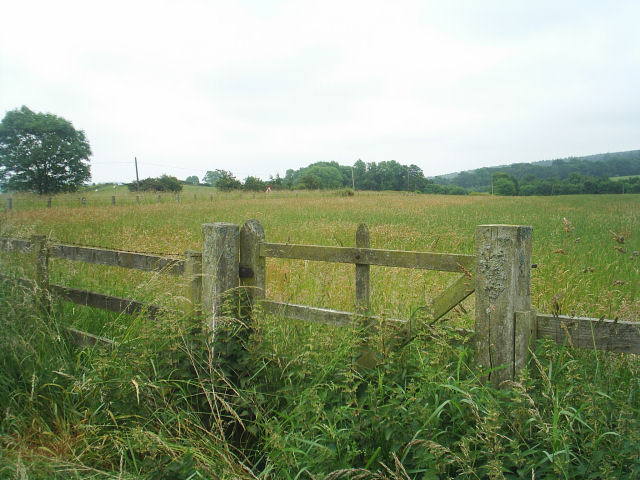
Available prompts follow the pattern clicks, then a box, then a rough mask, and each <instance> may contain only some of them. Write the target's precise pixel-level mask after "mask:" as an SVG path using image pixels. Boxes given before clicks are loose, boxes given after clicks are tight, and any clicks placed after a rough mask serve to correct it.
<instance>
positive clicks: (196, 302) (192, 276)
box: [184, 250, 202, 315]
mask: <svg viewBox="0 0 640 480" xmlns="http://www.w3.org/2000/svg"><path fill="white" fill-rule="evenodd" d="M184 278H185V284H186V285H185V298H186V300H185V306H184V311H185V313H186V314H187V315H199V314H200V313H201V312H202V253H200V252H194V251H192V250H187V251H186V252H184Z"/></svg>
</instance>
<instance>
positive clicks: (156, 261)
mask: <svg viewBox="0 0 640 480" xmlns="http://www.w3.org/2000/svg"><path fill="white" fill-rule="evenodd" d="M49 254H50V255H51V256H52V257H56V258H62V259H64V260H72V261H77V262H85V263H95V264H98V265H110V266H114V267H122V268H130V269H133V270H141V271H144V272H162V273H166V274H169V275H176V276H179V275H182V274H183V273H184V260H178V259H174V258H169V257H160V256H156V255H147V254H146V253H134V252H125V251H122V250H110V249H106V248H94V247H80V246H75V245H64V244H59V243H54V244H50V245H49Z"/></svg>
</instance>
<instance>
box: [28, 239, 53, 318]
mask: <svg viewBox="0 0 640 480" xmlns="http://www.w3.org/2000/svg"><path fill="white" fill-rule="evenodd" d="M31 255H32V258H33V262H34V264H35V278H34V280H35V283H36V298H37V302H38V305H39V306H40V308H42V309H43V310H45V311H48V310H49V307H50V302H49V249H48V248H47V237H45V236H44V235H32V236H31Z"/></svg>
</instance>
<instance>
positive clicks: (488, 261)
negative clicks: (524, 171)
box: [474, 225, 535, 387]
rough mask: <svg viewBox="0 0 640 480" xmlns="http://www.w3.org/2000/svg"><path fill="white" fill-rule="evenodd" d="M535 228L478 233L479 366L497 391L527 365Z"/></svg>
mask: <svg viewBox="0 0 640 480" xmlns="http://www.w3.org/2000/svg"><path fill="white" fill-rule="evenodd" d="M531 234H532V228H531V227H528V226H515V225H479V226H478V227H477V228H476V320H475V336H474V347H475V362H476V365H477V366H478V367H479V368H482V369H489V370H490V372H489V381H490V382H491V383H492V384H493V385H494V386H495V387H499V386H500V385H501V384H502V382H504V381H506V380H513V379H514V378H515V375H516V372H517V370H519V369H521V368H522V367H524V366H525V365H526V358H527V351H528V346H529V342H530V340H531V334H532V332H535V328H534V325H533V323H534V322H535V313H534V312H532V311H531Z"/></svg>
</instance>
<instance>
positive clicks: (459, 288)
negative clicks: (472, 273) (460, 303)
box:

■ ■ ■ ■ ■ ■ ■

TASK PROMPT:
Your answer must be an exact copy of the records above, with every picture left out.

TASK OUTPUT:
Available prompts follow the pattern clicks, then a box, then a rough mask, and each <instance> may contain only some of them. Write the target's precise pixel-level mask after "mask:" as an SVG path using image pixels. Boxes given before clicks are loose, boxes given after clicks are tight, and any clicks placed after a rough mask serve to correct it.
<instance>
positive clicks: (196, 302) (192, 276)
box: [184, 250, 202, 315]
mask: <svg viewBox="0 0 640 480" xmlns="http://www.w3.org/2000/svg"><path fill="white" fill-rule="evenodd" d="M184 278H185V284H186V285H185V298H186V300H185V306H184V311H185V313H186V314H187V315H199V314H200V313H201V312H202V253H200V252H194V251H192V250H187V251H186V252H184Z"/></svg>
</instance>
<instance>
positive clicks: (156, 261)
mask: <svg viewBox="0 0 640 480" xmlns="http://www.w3.org/2000/svg"><path fill="white" fill-rule="evenodd" d="M49 254H50V255H51V256H52V257H56V258H62V259H64V260H72V261H77V262H85V263H95V264H98V265H110V266H114V267H122V268H130V269H133V270H141V271H144V272H162V273H166V274H169V275H176V276H179V275H182V274H183V273H184V260H178V259H174V258H169V257H160V256H156V255H147V254H146V253H134V252H125V251H122V250H110V249H106V248H94V247H80V246H75V245H64V244H59V243H54V244H50V245H49Z"/></svg>
</instance>
<instance>
box: [28, 239, 53, 318]
mask: <svg viewBox="0 0 640 480" xmlns="http://www.w3.org/2000/svg"><path fill="white" fill-rule="evenodd" d="M31 255H32V258H33V262H34V264H35V278H34V280H35V283H36V298H37V302H38V305H39V306H40V308H42V309H43V310H45V311H48V310H49V307H50V302H49V249H48V248H47V237H45V236H44V235H32V236H31Z"/></svg>
</instance>
<instance>
positive clicks: (488, 261)
negative clicks: (524, 171)
box: [474, 225, 535, 387]
rough mask: <svg viewBox="0 0 640 480" xmlns="http://www.w3.org/2000/svg"><path fill="white" fill-rule="evenodd" d="M535 228L478 233L479 366L497 391L527 365Z"/></svg>
mask: <svg viewBox="0 0 640 480" xmlns="http://www.w3.org/2000/svg"><path fill="white" fill-rule="evenodd" d="M531 234H532V228H531V227H528V226H515V225H479V226H478V227H477V228H476V320H475V336H474V347H475V362H476V365H477V366H478V367H479V368H482V369H489V370H490V372H489V381H490V382H491V383H492V384H493V385H494V386H495V387H499V386H500V385H501V384H502V382H504V381H506V380H513V379H514V378H515V375H516V372H517V370H519V369H521V368H522V367H524V366H525V365H526V358H527V351H528V346H529V342H530V340H531V334H532V332H535V328H534V325H533V323H534V322H535V313H534V312H532V311H531Z"/></svg>
</instance>
<instance>
positive clicks: (459, 288)
negative clicks: (472, 273) (460, 303)
box:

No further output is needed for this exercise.